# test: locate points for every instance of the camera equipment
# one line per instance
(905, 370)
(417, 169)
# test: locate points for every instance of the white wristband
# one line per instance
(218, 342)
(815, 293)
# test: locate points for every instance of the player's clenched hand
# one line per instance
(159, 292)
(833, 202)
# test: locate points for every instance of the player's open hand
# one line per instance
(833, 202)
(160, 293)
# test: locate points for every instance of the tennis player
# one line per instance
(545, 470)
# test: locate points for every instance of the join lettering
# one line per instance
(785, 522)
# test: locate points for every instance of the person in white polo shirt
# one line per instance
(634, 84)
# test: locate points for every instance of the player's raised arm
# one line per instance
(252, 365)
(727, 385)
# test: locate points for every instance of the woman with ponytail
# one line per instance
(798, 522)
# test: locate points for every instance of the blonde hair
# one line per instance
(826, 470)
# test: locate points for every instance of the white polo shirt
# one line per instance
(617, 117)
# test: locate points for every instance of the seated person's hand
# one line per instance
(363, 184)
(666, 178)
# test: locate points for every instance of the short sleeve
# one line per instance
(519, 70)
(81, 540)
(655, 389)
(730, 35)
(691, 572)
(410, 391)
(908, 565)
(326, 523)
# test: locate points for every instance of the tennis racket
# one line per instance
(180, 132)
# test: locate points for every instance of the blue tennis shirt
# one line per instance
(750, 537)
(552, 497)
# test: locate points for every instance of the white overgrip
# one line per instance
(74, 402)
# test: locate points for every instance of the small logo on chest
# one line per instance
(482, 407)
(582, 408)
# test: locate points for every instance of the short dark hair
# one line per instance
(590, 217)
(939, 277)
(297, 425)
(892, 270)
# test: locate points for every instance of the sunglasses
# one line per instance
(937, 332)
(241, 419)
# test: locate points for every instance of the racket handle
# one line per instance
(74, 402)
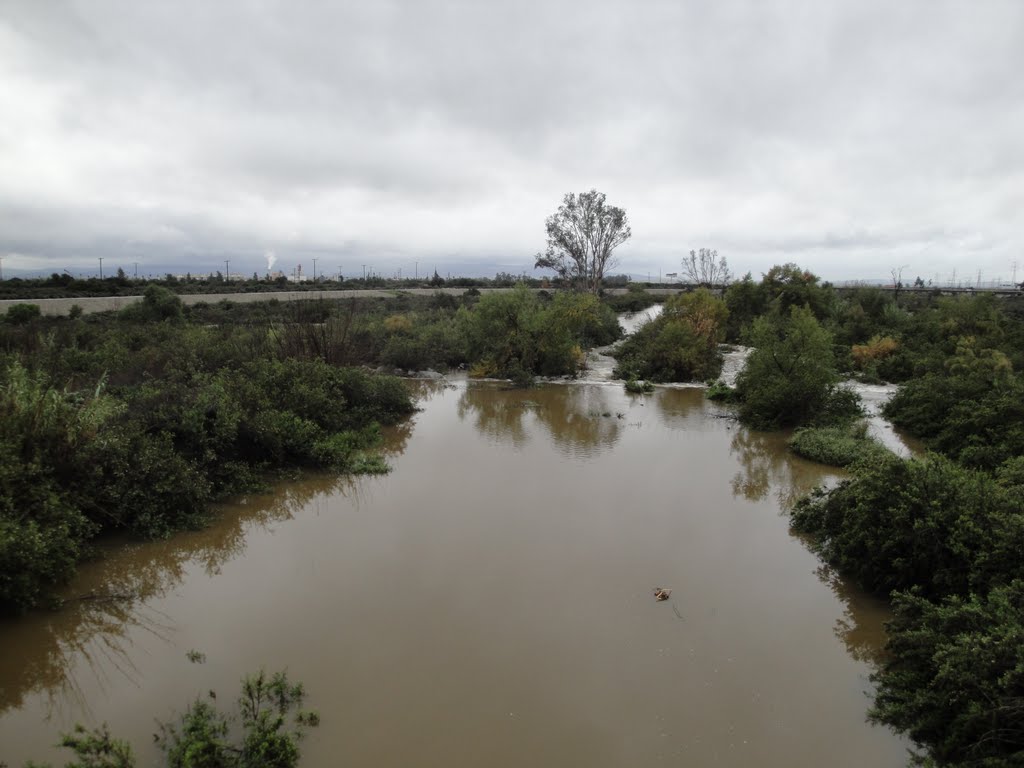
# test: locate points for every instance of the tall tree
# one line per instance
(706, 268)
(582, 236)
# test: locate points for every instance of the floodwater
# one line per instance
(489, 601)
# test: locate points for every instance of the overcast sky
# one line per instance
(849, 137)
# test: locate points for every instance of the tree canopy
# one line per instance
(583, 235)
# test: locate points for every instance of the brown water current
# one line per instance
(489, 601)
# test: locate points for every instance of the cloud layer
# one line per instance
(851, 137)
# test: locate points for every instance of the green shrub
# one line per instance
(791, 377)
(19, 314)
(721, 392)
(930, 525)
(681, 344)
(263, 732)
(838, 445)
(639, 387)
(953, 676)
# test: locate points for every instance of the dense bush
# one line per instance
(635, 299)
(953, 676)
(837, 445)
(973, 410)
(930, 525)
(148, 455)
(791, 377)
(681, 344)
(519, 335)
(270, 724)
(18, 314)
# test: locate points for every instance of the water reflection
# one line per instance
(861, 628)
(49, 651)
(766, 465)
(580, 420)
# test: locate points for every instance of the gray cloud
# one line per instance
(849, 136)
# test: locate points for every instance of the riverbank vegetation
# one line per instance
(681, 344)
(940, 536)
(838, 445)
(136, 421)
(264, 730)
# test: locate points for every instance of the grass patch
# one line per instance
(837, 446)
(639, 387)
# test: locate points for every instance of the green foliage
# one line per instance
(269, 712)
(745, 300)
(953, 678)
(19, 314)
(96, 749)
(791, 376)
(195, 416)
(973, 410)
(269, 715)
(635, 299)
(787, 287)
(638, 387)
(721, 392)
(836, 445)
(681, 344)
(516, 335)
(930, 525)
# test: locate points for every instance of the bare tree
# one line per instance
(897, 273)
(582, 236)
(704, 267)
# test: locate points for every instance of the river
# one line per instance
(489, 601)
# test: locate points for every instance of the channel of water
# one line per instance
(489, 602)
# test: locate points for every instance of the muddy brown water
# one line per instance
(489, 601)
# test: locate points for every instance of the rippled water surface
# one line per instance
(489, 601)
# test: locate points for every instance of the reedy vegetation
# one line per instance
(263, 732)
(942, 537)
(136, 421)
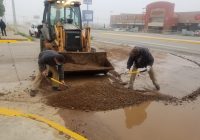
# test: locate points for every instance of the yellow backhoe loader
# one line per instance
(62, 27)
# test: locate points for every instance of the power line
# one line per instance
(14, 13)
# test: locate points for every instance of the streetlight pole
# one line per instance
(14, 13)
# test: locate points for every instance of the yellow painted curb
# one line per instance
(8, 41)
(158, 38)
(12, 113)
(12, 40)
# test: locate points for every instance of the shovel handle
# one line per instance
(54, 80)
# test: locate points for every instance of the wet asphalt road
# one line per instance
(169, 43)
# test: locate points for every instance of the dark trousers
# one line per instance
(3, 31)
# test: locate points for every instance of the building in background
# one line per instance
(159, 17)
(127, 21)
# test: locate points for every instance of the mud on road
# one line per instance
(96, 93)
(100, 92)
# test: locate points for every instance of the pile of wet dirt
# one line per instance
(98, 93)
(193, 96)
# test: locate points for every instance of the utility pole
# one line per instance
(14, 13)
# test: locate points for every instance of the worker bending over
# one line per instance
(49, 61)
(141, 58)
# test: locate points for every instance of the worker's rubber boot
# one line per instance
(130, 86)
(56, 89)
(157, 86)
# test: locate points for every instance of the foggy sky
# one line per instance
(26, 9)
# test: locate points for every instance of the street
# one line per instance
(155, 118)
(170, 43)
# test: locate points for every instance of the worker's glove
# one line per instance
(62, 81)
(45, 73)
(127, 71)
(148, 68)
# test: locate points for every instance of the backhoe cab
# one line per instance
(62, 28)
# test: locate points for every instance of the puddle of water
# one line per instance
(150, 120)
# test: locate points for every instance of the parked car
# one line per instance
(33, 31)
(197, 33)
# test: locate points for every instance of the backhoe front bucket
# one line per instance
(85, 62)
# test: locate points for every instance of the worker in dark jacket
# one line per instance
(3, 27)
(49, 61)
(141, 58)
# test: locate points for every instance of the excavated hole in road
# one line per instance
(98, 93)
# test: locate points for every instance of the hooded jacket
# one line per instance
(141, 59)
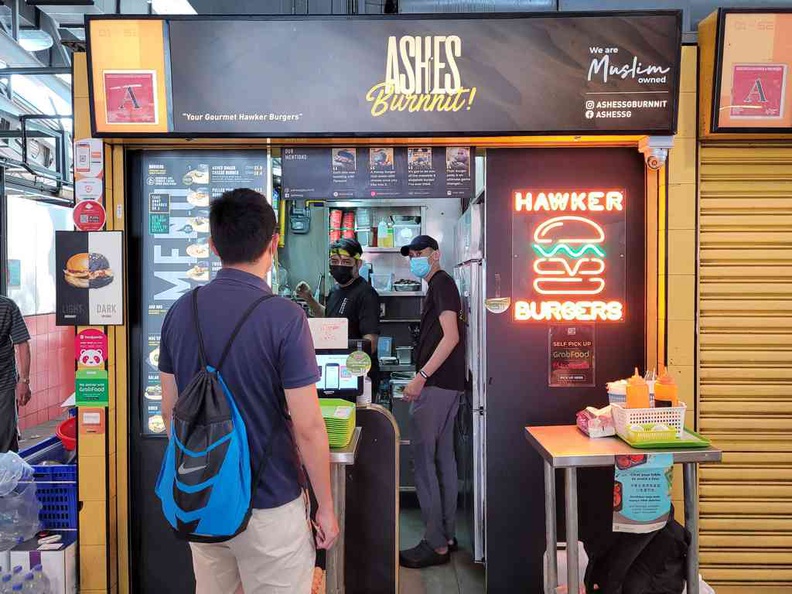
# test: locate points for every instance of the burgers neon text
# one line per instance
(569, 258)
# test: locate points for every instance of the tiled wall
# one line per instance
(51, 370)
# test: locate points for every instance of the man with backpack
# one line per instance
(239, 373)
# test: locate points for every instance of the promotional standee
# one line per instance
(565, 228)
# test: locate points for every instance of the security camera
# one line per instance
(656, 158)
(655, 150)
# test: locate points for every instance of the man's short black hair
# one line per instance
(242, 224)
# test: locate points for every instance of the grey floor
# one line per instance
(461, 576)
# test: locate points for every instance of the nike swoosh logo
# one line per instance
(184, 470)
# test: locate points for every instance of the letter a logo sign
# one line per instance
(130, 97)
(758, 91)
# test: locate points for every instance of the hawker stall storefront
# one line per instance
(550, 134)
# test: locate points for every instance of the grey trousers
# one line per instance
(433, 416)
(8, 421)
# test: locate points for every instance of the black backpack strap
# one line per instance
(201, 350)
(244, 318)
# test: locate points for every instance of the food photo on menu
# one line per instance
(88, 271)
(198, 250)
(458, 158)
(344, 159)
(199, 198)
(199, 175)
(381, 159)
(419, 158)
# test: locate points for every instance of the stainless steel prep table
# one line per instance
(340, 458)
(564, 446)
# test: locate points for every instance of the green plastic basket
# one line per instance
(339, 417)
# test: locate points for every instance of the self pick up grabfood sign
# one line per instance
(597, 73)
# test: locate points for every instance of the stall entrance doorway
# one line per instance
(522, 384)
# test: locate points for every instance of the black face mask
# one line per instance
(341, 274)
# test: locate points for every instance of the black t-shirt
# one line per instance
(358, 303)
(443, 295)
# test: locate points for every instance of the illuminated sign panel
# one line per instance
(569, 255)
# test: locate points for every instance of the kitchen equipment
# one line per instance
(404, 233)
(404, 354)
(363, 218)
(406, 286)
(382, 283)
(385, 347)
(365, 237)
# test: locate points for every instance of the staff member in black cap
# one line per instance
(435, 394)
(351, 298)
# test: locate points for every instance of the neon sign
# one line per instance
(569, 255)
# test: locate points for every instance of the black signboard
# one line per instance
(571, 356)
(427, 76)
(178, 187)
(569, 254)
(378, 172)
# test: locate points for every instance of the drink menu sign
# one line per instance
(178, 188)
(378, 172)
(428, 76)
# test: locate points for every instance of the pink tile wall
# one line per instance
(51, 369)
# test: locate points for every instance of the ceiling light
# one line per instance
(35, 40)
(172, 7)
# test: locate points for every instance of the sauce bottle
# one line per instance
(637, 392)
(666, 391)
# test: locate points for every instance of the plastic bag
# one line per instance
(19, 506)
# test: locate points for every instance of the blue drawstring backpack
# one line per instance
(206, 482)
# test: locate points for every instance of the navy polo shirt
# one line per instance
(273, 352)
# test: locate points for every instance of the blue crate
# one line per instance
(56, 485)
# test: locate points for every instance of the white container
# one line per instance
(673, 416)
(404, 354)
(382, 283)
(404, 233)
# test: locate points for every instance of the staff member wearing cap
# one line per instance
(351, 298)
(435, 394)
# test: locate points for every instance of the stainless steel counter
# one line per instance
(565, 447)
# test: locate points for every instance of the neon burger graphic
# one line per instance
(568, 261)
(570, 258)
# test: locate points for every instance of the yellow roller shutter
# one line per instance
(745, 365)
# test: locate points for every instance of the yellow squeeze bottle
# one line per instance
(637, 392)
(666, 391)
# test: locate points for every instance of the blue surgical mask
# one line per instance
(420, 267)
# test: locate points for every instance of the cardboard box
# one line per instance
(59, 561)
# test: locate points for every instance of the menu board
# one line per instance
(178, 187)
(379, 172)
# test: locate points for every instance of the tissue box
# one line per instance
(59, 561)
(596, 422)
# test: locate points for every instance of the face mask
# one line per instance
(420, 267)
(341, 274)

* **What the task asks**
Switch "box" to "carton" in the data, starting at the line containing "# test: locate points for every instance of the yellow squeeze" and ending at the end of the data. Give only those lines, with everything else unchanged.

* **Task response**
# test: locate points for every instance of the yellow squeeze bottle
# one line per instance
(637, 392)
(666, 391)
# test: locate points for every instance of the blue surgical mask
# one line per instance
(420, 267)
# test: locate points for every instance of the cardboard carton
# one line per instance
(59, 561)
# test: locate points for every instance of the menu board
# one line per instance
(178, 187)
(379, 172)
# test: locate points for every instance of the tissue carton
# one line per instance
(59, 561)
(596, 422)
# test: locate points for every instance of the face mask
# one line per instance
(420, 267)
(341, 274)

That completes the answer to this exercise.